**Textauszug:**

Wie können wir auch in belastenden Zeiten resilient bleiben? Teil 4
Lösungs- und Zukunftsorientierung als Teil von Resilienz, oder … Warum nicht den Everest besteigen? Nein, das ist hier kein Werbetext für eine wirkliche Reise auf den Mount Everest (zu teuer, nicht nachhaltig, gefährlich, …). Aber es ist eine Werbung für eine Haltung, die uns resilient macht. Vielleicht sogar so resilient, dass wir den Everest besteigen könnten, wenn wir denn wollten.
Die Rede ist von Lösungs- und Zukunftsorientierung
Diese umfasst zwei wesentliche Aspekte: Blickwinkel und Bewegung
- Den Blickwinkel:
Resiliente Personen lenken ihre Konzentration nicht länger als nötig auf die Analyse der Problemsituation und das Erkunden möglicher Ursachen (in der Vergangenheit). Sie richten ihre Aufmerksamkeit auf Lösungsansätze (in der Zukunft). Lösungsorientiert zu sein bedeutet für sie aber auch, Teillösungen oder vorläufige Lösungen anzunehmen. - Die Bewegung:
Resilient zu handeln heißt Verantwortung zu übernehmen und sich aktiv auf die Suche nach Lösungen zu begeben und damit – implizit oder explizit – nach gewissen Zielen zu streben. Damit lernen Personen aus ihrer erlernten Hilflosigkeit herauszutreten.
Passende Zitate
„Reden über Pobleme schafft Probleme. Reden über Lösungen schafft Lösungen.“ (Steve de Shazer)
„Das Leben ist wie Fahrradfahren. Man muss in Bewegung bleiben, um nicht das Gleichgewicht zu verlieren.“ (Albert Einstein)
Personen sind resilient, wenn …
sie davon ausgehen, dass (negative) Ereignisse der Vergangenheit
- einem nicht „einfach passieren“ (wegen externer Faktoren wie z. B. der Wirtschaftskrise, den Politiker:innen, dem Schicksal, Gott, …).

**Aufgelistete Einträge:**
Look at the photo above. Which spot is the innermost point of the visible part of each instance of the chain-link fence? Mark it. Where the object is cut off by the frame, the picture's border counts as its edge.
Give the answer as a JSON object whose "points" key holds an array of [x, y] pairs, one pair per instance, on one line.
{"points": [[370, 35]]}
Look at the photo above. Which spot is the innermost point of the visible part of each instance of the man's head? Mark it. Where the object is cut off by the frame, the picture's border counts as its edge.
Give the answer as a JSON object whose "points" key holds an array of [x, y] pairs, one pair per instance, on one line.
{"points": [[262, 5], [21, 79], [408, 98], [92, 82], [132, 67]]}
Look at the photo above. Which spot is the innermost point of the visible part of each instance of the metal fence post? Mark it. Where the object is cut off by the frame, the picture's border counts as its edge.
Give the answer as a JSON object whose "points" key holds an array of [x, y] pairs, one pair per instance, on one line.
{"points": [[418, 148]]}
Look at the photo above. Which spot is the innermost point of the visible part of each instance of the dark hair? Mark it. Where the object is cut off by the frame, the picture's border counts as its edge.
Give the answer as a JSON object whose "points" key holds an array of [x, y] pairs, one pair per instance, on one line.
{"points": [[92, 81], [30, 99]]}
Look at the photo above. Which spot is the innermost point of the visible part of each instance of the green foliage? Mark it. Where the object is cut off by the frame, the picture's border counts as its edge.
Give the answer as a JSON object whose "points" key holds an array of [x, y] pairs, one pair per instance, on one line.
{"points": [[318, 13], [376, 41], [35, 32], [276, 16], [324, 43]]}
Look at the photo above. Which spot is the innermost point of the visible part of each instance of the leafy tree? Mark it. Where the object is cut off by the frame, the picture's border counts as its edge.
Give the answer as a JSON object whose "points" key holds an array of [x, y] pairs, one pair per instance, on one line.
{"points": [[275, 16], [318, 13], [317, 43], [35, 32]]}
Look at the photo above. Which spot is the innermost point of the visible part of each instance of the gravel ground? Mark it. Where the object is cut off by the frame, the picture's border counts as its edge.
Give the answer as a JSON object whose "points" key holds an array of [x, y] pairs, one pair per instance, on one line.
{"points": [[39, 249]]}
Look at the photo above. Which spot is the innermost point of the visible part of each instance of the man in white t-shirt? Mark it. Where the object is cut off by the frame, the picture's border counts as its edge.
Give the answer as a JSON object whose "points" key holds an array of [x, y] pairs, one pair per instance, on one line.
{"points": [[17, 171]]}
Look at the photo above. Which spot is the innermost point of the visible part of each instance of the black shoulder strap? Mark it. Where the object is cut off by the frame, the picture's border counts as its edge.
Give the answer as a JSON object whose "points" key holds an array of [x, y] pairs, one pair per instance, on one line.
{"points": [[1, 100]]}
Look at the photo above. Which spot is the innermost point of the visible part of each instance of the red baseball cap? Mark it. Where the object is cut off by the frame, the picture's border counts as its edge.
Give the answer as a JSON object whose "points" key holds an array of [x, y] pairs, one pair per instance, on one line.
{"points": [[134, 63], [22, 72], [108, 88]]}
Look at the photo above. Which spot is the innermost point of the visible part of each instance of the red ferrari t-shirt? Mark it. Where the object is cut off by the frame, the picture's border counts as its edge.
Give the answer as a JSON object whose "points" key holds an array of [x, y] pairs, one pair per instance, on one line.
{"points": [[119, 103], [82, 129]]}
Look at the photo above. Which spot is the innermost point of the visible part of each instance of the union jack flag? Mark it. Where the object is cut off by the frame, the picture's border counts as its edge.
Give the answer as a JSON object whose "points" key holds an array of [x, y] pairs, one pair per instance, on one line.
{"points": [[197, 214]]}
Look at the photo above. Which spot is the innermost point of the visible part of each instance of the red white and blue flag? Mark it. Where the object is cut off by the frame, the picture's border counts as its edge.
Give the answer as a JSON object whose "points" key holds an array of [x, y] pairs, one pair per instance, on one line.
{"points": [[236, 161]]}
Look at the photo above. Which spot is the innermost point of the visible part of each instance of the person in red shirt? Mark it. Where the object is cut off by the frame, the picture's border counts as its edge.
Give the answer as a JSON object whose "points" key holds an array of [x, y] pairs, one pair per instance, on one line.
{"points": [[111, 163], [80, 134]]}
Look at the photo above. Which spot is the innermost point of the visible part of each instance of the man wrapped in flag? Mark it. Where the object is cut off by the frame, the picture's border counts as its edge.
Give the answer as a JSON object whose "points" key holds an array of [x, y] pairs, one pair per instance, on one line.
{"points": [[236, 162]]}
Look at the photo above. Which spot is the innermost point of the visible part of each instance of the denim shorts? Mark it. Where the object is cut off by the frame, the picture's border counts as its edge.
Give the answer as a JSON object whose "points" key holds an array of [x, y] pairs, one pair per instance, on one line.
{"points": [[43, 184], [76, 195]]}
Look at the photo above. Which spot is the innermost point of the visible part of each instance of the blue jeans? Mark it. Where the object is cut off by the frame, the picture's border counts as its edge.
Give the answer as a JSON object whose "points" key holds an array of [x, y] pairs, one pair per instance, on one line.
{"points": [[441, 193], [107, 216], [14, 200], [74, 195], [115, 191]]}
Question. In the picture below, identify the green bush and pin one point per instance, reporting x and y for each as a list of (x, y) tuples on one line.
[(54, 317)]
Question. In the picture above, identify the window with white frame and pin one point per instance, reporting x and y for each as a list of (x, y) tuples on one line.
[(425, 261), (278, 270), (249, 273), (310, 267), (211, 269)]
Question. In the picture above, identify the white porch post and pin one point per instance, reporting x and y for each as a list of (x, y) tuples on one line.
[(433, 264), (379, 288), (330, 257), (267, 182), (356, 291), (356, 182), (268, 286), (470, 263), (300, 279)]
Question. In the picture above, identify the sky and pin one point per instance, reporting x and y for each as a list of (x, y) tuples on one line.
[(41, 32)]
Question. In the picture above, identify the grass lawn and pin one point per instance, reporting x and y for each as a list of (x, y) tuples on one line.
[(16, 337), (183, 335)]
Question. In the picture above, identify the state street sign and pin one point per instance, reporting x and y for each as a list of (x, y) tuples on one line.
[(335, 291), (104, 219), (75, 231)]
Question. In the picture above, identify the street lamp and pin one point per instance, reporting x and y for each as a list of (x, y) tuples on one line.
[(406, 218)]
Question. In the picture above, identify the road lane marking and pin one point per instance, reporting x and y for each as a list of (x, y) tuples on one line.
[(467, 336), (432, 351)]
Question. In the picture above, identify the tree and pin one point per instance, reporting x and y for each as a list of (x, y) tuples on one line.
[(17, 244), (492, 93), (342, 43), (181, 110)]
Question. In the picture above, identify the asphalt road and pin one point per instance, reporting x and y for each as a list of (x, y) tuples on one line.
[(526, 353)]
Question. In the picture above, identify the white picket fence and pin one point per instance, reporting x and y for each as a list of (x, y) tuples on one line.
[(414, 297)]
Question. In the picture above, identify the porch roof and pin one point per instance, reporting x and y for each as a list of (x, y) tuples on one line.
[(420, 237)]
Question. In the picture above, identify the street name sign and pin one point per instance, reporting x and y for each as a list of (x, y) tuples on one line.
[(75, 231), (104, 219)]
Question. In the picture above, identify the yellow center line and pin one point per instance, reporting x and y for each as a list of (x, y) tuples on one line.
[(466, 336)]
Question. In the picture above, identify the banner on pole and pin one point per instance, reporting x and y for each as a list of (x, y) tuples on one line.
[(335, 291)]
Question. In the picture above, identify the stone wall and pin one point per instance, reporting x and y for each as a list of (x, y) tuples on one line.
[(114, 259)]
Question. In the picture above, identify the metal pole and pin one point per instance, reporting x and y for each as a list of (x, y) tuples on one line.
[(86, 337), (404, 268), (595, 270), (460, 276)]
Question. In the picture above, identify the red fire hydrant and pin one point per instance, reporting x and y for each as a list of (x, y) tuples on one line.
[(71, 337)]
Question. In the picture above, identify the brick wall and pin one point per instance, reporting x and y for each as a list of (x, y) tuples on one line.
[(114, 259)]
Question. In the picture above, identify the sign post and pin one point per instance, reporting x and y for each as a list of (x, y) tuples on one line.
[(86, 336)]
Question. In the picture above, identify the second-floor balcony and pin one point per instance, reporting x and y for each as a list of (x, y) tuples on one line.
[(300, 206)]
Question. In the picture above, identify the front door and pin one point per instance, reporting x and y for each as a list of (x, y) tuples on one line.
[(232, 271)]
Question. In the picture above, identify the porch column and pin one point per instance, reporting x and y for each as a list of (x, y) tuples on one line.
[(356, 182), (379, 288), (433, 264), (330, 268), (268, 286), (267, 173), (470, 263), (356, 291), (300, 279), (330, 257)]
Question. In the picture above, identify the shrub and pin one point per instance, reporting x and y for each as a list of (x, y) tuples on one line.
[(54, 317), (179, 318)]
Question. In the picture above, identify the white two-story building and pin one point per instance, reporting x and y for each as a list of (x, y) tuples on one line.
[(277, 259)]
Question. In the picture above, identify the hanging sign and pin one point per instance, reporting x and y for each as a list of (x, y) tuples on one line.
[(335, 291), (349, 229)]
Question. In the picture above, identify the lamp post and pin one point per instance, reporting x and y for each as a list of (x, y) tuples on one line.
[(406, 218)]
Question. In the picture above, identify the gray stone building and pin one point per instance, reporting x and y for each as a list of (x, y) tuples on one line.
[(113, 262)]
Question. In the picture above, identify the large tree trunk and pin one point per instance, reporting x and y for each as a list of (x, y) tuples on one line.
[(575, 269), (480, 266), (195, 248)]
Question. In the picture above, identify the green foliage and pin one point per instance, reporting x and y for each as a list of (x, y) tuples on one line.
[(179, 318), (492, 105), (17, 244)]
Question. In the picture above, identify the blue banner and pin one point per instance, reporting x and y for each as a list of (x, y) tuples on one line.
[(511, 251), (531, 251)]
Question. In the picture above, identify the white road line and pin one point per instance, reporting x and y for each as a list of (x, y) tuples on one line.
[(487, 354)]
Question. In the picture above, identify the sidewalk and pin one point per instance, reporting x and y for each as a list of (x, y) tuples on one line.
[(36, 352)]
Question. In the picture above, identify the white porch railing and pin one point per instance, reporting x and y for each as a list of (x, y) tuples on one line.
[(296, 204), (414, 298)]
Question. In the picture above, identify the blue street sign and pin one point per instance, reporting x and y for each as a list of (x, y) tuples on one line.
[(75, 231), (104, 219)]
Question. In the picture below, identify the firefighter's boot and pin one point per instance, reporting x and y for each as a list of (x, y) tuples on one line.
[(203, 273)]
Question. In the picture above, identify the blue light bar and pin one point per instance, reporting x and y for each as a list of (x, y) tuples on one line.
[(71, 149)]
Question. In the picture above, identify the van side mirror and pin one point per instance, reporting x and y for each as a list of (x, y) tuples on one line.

**Schriftliche Aufgabe A:**
Prüfe anhand des Textes über Resilienz, ob jede Aussage stimmt, und antworte jeweils mit Ja oder Nein plus den entscheidenden Worten aus dem Text in wörtlichem Zitat. (i) Der Text wirbt für eine echte Reise auf den Mount Everest. (ii) Resiliente Personen richten ihre Aufmerksamkeit auf Lösungsansätze. (iii) Für resiliente Personen heißt lösungsorientiert sein, nur vollständige Lösungen gelten zu lassen.
**Schriftliche Aufgabe B:**
Schreib aus dem Text über Resilienz alles von „Personen sind resilient, wenn“ bis hinunter zu „Schicksal, Gott, …).“ genau ab.
Die Liste spielt hierfür keine Rolle.

**Musterlösung A:**
(i) Nein – „Nein, das ist hier kein Werbetext für eine wirkliche Reise auf den Mount Everest“
(ii) Ja – „Sie richten ihre Aufmerksamkeit auf Lösungsansätze (in der Zukunft).“
(iii) Nein – „Lösungsorientiert zu sein bedeutet für sie aber auch, Teillösungen oder vorläufige Lösungen anzunehmen.“

**Musterlösung B:**
Personen sind resilient, wenn …
sie davon ausgehen, dass (negative) Ereignisse der Vergangenheit
- einem nicht „einfach passieren“ (wegen externer Faktoren wie z. B. der Wirtschaftskrise, den Politiker:innen, dem Schicksal, Gott, …).